* Work to complete
Reproduce the material below word for word, leaving out the pictures.
** BEGIN Exercise input **
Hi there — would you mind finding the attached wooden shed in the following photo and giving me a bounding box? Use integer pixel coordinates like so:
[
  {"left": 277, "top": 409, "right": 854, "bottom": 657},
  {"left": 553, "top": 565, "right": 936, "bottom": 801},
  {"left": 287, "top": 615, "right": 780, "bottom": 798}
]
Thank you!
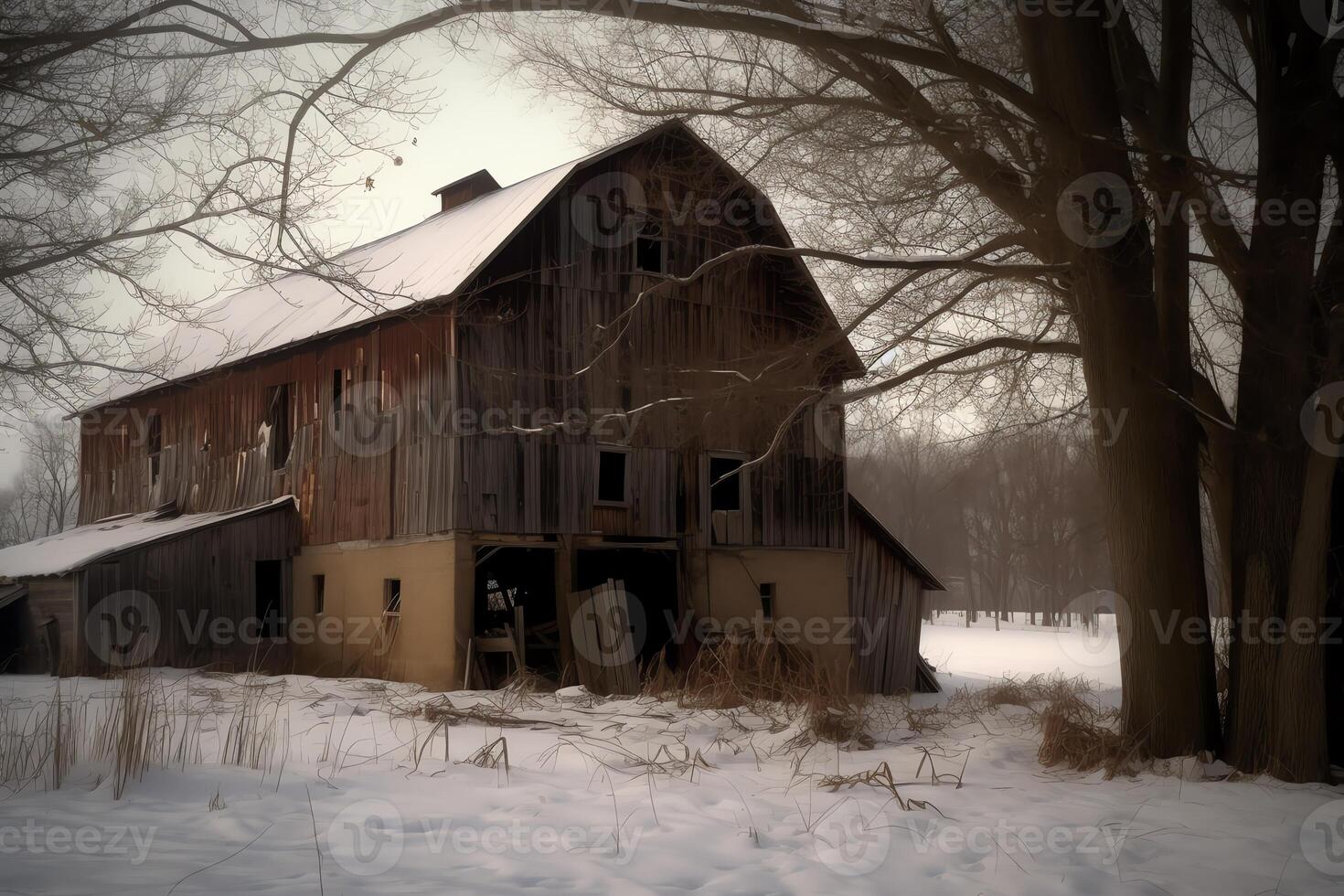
** END Exercise input **
* Solution to this task
Hi there — would you mind finding the attached wooden shed in the following photo and giving me a bounding box? Use integer pixel coordinates like so:
[
  {"left": 277, "top": 409, "right": 854, "bottom": 657},
  {"left": 553, "top": 565, "right": 936, "bottom": 801},
  {"left": 287, "top": 615, "right": 780, "bottom": 798}
]
Thank you!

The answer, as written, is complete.